If the situation was a hardware failure, recovery consists of
taking a spare server and copying the database from the surviving
online copy. This done, the spare server can come on line. Copying
the database can be done while online and accepting updates but
this may take some time, maybe an hour for every 200G of data
copied over a network. In principle this could be automated by
scripting, but we would normally expect a human DBA to be
involved.
As a general rule, reacting to the failure goes automatically
without disruption of service but bringing the failed copy online
will usually require some operator action.
Levels of Tolerance and Performance
The only way to make failures totally invisible is to have all
in duplicate and provisioned so that the system never runs at more
than half the total capacity. This is often not economical or
necessary. This is why we can do better, using the spare capacity
for more than standby.
Imagine keeping a repository of linked data. Most of the content
will come in through periodic bulk replacement of data sets. Some
data will come in through pings from applications publishing FOAF
and similar. Some data will come through on-demand RDFization of
resources.
The performance of such a repository essentially depends on
having enough memory. Having this memory in duplicate is just added
cost. What we can do instead is have all copies store the whole
partition but when routing queries, apply range partitioning on top
of the basic hash partitioning. If one partition stores IDs 64K -
128K, the next partition 128K - 192K, and so forth, and all
partitions are stored in two full copies, we can route reads to the
first 32K IDs to the first copy and reads to the second 32K IDs to
the second copy. In this way, the copies will keep different
working sets. The RAM is used to full advantage.
Of course, if there is a failure, then the working set will
degrade, but if this is not often and not for long, this can be
quite tolerable. The alternate expense is buying twice as much RAM,
likely meaning twice as many servers. This workload is memory
intensive, thus servers should have the maximum memory they can
have without going to parts that are so expensive one gets a new
server for the price of doubling memory.
Background Bulk Processing
When loading data, the system is online in principle, but query
response can be quite bad. A large RDF load will
involve most memory and queries will miss the cache. The load will
further keep most disks busy, so response is not good. This is the
case as soon as a server's partition of the database is four times
the size of RAM or greater. Whether the work is bulk-load or
bulk-delete makes little difference.
But if partitions are replicated, we can temporarily split the
database so that the first copies serve queries and the second
copies do the load. If the copies serving on line activities do
some updates also, these updates will be committed on both copies.

**Information given:**
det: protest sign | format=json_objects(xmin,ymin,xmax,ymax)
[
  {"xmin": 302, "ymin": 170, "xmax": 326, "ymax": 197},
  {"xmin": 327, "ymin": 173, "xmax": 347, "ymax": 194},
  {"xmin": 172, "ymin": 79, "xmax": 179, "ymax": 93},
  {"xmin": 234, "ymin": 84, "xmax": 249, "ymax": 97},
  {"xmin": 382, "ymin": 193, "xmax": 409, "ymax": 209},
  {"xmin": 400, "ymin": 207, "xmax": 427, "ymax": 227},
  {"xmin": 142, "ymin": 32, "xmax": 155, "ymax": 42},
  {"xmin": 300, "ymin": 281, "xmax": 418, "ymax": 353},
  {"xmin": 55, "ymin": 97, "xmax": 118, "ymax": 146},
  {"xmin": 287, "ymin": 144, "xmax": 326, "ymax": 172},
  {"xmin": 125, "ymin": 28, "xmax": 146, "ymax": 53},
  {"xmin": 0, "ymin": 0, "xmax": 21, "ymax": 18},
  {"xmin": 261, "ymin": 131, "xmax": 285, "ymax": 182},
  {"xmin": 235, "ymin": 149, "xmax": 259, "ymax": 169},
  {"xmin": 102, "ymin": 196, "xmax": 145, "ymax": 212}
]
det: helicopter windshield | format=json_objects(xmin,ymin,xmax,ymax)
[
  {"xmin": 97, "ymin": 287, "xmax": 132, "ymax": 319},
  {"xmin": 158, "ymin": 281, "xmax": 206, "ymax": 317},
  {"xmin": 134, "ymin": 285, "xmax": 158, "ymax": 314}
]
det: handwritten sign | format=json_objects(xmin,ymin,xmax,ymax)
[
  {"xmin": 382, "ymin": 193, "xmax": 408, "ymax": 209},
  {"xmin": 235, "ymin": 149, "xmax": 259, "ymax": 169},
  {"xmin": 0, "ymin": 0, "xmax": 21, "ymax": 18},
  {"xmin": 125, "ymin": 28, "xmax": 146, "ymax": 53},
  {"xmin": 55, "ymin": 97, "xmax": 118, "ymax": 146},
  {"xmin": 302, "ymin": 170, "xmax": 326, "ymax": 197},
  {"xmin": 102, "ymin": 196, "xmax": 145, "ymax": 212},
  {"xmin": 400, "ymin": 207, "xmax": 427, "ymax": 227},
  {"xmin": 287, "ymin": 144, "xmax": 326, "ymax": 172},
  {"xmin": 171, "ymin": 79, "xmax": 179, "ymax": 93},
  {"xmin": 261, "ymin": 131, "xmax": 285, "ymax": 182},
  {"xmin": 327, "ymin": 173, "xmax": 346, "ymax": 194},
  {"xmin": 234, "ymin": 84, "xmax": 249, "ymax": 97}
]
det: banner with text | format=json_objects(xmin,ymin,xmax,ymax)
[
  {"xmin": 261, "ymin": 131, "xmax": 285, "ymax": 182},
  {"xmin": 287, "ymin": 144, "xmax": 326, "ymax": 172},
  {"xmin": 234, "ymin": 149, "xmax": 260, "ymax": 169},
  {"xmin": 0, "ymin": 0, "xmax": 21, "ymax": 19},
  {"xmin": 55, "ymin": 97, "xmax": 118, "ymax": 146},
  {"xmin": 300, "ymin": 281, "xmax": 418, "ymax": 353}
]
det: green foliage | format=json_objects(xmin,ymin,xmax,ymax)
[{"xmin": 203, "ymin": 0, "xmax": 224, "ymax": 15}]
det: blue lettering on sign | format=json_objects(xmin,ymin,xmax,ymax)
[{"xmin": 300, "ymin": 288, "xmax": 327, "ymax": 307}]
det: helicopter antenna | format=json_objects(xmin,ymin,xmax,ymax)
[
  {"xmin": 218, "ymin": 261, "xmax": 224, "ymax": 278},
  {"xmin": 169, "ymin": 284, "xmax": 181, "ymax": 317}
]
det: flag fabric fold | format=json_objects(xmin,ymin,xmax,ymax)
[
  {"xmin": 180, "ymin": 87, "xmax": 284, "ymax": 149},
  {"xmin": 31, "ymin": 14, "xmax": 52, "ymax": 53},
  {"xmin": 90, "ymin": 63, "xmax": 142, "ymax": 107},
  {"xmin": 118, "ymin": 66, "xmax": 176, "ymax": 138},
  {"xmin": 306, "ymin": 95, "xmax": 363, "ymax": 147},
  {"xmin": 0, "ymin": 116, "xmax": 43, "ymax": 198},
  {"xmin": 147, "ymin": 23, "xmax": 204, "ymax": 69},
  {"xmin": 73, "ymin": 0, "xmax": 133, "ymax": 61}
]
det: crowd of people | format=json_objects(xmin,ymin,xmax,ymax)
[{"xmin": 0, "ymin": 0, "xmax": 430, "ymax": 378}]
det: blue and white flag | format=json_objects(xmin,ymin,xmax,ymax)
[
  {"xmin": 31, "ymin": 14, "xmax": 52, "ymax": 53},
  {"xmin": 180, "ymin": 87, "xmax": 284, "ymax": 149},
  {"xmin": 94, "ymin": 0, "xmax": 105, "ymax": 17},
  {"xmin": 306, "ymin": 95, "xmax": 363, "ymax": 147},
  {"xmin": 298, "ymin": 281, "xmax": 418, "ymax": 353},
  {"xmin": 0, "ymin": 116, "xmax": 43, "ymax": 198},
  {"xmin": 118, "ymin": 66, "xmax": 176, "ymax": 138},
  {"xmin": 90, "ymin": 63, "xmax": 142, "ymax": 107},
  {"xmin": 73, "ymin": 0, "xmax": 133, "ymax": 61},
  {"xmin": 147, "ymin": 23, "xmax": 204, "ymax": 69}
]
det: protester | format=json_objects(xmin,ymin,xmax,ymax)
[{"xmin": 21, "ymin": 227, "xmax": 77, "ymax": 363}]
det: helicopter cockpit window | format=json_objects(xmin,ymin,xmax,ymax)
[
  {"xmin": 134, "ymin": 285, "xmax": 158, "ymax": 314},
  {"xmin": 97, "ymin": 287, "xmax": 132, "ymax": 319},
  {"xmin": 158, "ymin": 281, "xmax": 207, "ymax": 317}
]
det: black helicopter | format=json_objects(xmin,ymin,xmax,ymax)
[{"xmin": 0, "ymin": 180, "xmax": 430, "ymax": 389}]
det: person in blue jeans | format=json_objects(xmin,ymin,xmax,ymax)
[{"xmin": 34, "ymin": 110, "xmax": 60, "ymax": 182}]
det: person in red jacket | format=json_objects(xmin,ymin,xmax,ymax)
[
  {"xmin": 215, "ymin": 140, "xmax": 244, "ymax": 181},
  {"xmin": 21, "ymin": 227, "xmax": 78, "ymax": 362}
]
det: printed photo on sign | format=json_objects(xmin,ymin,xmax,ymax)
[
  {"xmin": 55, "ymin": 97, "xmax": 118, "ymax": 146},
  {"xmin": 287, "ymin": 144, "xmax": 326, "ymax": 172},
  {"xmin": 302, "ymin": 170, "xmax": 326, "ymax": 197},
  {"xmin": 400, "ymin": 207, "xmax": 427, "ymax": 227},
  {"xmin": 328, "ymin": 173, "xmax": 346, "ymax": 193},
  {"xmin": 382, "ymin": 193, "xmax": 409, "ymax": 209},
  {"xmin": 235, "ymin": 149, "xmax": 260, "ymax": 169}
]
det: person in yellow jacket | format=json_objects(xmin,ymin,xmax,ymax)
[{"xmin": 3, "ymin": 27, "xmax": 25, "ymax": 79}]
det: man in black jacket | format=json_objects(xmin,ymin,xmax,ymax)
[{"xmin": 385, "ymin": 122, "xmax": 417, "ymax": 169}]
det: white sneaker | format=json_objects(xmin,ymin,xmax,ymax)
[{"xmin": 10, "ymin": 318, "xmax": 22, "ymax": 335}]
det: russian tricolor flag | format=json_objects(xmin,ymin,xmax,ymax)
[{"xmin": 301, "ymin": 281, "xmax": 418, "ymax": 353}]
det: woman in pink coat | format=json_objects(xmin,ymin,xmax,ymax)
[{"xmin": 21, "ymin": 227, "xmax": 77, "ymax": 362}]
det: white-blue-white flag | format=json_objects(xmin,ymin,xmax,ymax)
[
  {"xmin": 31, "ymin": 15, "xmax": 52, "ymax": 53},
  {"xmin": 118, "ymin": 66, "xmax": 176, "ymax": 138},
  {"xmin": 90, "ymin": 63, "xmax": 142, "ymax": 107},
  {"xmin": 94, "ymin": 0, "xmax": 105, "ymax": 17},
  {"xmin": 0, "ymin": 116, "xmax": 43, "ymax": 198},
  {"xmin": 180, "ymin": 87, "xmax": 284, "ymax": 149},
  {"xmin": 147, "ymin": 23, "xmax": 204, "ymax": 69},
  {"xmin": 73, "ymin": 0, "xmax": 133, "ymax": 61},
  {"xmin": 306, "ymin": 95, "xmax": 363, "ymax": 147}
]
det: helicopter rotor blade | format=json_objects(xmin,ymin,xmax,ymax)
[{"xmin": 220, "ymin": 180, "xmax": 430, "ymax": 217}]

==

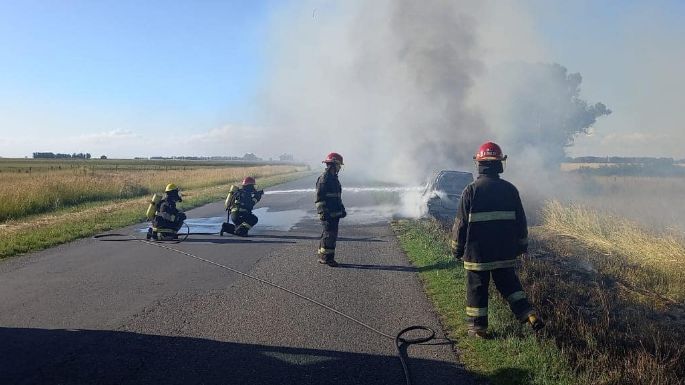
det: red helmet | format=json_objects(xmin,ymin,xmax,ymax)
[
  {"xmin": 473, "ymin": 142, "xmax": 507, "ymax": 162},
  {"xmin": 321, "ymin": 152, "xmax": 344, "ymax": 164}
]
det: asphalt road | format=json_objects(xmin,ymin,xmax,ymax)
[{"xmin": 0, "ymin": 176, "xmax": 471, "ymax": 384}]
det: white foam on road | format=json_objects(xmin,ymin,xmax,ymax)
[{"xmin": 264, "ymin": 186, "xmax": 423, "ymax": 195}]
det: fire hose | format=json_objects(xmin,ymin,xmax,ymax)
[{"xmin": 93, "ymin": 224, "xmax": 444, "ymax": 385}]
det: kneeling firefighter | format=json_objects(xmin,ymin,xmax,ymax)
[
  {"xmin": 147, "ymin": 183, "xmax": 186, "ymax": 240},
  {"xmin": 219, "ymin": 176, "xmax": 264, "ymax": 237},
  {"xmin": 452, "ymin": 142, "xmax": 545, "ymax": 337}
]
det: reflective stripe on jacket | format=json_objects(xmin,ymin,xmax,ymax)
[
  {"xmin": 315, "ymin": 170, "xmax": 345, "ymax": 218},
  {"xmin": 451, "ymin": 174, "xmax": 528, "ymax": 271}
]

**Directive:**
Extend the passage on replicated database partitions with a few more sentences that pick up after its final sentence.

**Written answer:**
But the load will be committed on the second copy only. This is
fully appropriate as long as the data are different. When the bulk
load is done, the second copy of each partition will have the full
up to date state, including changes that came in during the bulk
load. The online activity can be now redirected to the second
copies and the first copies can be overwritten in the background by
the second copies, so as to again have all data in duplicate.
Failures during such operations are not dangerous. If the copies
doing the bulk load fail, the bulk load will have to be restarted.
If the front end copies fail, the front end load goes to the copies
doing the bulk load. Response times will be bad until the bulk load
is stopped, but no data is lost.
This technique applies to all data intensive background tasks —
calculation of entity search ranks,
data cleansing, consistency checking, and so on. If two copies are
needed to keep up with the online load, then data can be kept just
as well in three copies instead of two. This method applies to any
data-warehouse-style workload which must coexist with online access
and occasional low volume updating.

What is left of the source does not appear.